> _DIRECTIONS FOR THIS TASK_: Give the line containing "Practice step: find the limestone" again, exactly, along with all later lines of the entries, through the last one.

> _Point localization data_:
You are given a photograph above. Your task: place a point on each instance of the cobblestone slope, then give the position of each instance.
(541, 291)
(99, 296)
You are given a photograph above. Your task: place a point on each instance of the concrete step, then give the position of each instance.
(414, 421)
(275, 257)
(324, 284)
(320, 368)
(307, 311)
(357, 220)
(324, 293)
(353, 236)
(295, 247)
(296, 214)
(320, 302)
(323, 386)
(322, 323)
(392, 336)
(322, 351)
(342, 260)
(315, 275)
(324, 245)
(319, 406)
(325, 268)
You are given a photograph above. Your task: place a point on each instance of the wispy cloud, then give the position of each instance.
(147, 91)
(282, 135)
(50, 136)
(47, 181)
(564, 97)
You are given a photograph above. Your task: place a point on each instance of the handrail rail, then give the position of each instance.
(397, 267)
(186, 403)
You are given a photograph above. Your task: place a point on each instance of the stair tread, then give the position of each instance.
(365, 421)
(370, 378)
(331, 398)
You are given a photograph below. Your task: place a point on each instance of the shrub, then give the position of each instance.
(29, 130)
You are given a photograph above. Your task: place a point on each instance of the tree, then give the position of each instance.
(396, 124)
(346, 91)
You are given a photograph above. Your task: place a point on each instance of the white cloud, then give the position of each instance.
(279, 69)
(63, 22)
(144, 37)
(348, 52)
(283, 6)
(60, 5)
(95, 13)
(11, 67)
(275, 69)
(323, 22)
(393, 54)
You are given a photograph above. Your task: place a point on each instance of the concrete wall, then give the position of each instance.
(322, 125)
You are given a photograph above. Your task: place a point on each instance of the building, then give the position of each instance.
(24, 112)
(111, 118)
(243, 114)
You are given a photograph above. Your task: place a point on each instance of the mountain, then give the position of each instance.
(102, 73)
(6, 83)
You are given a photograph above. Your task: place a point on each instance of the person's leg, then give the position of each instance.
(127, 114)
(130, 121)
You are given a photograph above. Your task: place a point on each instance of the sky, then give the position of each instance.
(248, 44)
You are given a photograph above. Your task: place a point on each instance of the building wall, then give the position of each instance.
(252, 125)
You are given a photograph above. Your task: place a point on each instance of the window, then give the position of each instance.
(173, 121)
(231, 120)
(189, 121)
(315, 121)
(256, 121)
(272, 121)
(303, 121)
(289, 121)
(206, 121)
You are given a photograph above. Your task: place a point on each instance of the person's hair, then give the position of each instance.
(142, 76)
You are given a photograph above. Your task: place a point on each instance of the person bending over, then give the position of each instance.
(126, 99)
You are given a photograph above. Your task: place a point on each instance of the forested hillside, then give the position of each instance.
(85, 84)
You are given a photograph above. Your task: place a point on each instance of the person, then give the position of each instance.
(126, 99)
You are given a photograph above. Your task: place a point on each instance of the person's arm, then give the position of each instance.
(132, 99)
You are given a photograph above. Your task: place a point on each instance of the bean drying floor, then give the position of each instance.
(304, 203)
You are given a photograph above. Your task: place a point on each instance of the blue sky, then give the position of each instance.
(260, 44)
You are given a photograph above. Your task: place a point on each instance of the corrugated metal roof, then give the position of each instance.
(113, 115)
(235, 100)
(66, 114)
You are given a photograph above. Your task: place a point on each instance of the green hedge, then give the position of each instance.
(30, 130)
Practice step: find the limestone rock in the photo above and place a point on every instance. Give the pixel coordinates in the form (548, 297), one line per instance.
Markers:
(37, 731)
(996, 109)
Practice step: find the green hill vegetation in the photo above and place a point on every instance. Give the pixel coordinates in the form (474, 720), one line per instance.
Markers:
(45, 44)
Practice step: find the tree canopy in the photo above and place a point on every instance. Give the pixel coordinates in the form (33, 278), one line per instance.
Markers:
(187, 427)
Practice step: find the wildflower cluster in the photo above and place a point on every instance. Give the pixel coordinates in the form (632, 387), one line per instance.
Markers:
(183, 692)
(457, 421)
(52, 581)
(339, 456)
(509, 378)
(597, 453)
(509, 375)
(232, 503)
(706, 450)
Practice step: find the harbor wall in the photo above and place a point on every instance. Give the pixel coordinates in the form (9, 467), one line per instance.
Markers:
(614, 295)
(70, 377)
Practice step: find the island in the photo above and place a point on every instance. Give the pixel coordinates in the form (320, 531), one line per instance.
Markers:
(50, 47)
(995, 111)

> _PROBLEM SOLUTION_:
Practice step: find the limestone rock in the photo above and place a point on every instance. Give the pixel coordinates in the form (548, 297), one line per instance.
Markers:
(37, 731)
(996, 109)
Practice step: find the green hill vegetation in the photo above and place a point on every instance. Give the pixel coordinates in the form (474, 720), one line per instance.
Markers:
(45, 44)
Practice step: find the tree canopy in the photo above and place a point on every instance. Give the pixel coordinates in the form (33, 278), one line per instance.
Markers:
(187, 427)
Practice step: find the wildflower cluster in the photo above and place a point on every instance. Give the pixel coordinates in the form (632, 387), one line per instance.
Markers:
(183, 692)
(457, 421)
(52, 581)
(339, 456)
(509, 378)
(597, 453)
(509, 375)
(232, 503)
(706, 450)
Practice step: find the harbor wall in the photo above and place a point on every instance. Give the pixel coordinates in the form (9, 467), one line per instance.
Markers:
(614, 295)
(70, 377)
Practice step: find the island in the photo above and place a point on every instance. Give the pixel coordinates in the form (320, 531), one line per instance.
Markers:
(50, 47)
(995, 111)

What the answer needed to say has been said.